HttpApi.Client.ConsoleTestApp is not an automated test application. It is an example Console Application that shows how to consume your HTTP APIs from a .NET Console Application.

The following sections will introduce the base classes and other infrastructure included in these projects.

The Test Infrastructure

The startup solution has the following libraries already installed;

While you are free to replace them with your favorite tools, this document and examples will be base on these tooling.

The Test Explorer

You can use the Test Explorer to view and run the tests in Visual Studio. For other IDEs, see their own documentation.

Open the Test Explorer

Open the Test Explorer, under the Tests menu, if it is not already open:

vs-test-explorer

Run the Tests

Then you can click to the Run All or Run buttons to run the tests. The initial startup template has some sample tests for you:

vs-startup-template-tests

Run Tests In Parallel

The test infrastructure is compatible to run the tests in parallel. It is strongly suggested to run all the tests in parallel, which is pretty faster then running them one by one.

To enable it, click to the caret icon near to the settings (gear) button and select the Run Tests In Parallel.

vs-run-tests-in-parallel

Unit Tests

For Unit Tests, you don't need to much infrastructure. You typically instantiate your class and provide some pre-configured mocked objects to prepare your object to test.

Classes Without Dependencies

In this simplest case, the class you want to test has no dependencies. In this case, you can directly instantiate your class, call its methods and make your assertions.

Example: Testing an Entity

Assume that you've an Issue entity as shown below:

using System;
using Volo.Abp.Domain.Entities;

namespace MyProject.Issues
{
    public class Issue : AggregateRoot<Guid>
    {
        public string Title { get; set; }
        public string Description { get; set; }
        public bool IsLocked { get; set; }
        public bool IsClosed { get; private set; }
        public DateTime? CloseDate { get; private set; }

        public void Close()
        {
            IsClosed = true;
            CloseDate = DateTime.UtcNow;
        }

        public void Open()
        {
            if (!IsClosed)
            {
                return;
            }

            if (IsLocked)
            {
                throw new IssueStateException("You can not open a locked issue!");
            }

            IsClosed = true;
            CloseDate = null;
        }
    }
}

Notice that the IsClosed and CloseDate properties have private setters to force some business rules by using the Open() and Close() methods;

  • Whenever you close an issue, the CloseDate should be set to the current time.
  • An issue can not be re-opened if it is locked. And if it is re-opened, the CloseDate should be set to null.

Since the Issue entity is a part of the Domain Layer, we should test it in the Domain.Tests project. Create an Issue_Tests class inside the Domain.Tests project:

using Shouldly;
using Xunit;

namespace MyProject.Issues
{
    public class Issue_Tests
    {
        [Fact]
        public void Should_Set_The_CloseDate_Whenever_Close_An_Issue()

Tasks to complete |
1) Reproduce the stretch of the testing page from "For Unit Tests, you" through "object to test.".
2) Answer these from the testing page:
(a) Under which menu in Visual Studio can the Test Explorer be opened?
(b) After clicking the caret icon near the settings (gear) button, which option enables parallel test runs?
(c) In which project should the Issue entity be tested?

Provided data |

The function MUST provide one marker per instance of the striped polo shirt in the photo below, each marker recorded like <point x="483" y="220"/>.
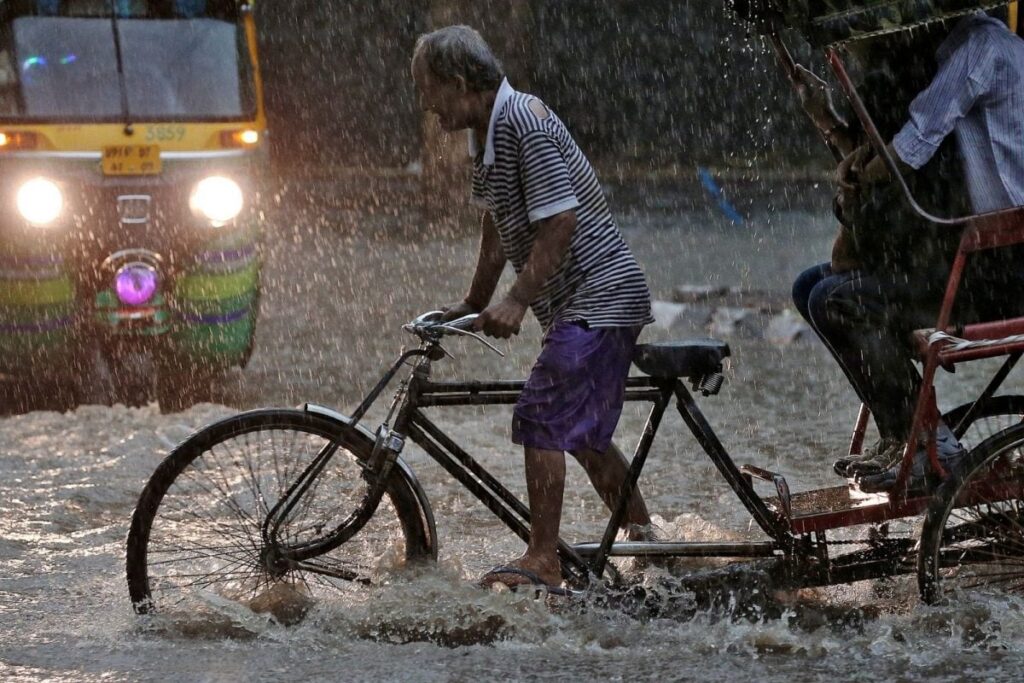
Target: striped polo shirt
<point x="530" y="169"/>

Responses to the exercise |
1)
For Unit Tests, you don't need to much infrastructure. You typically instantiate your class and provide some pre-configured mocked objects to prepare your object to test.

2)
(a) The Tests menu.
(b) Run Tests In Parallel.
(c) The Domain.Tests project.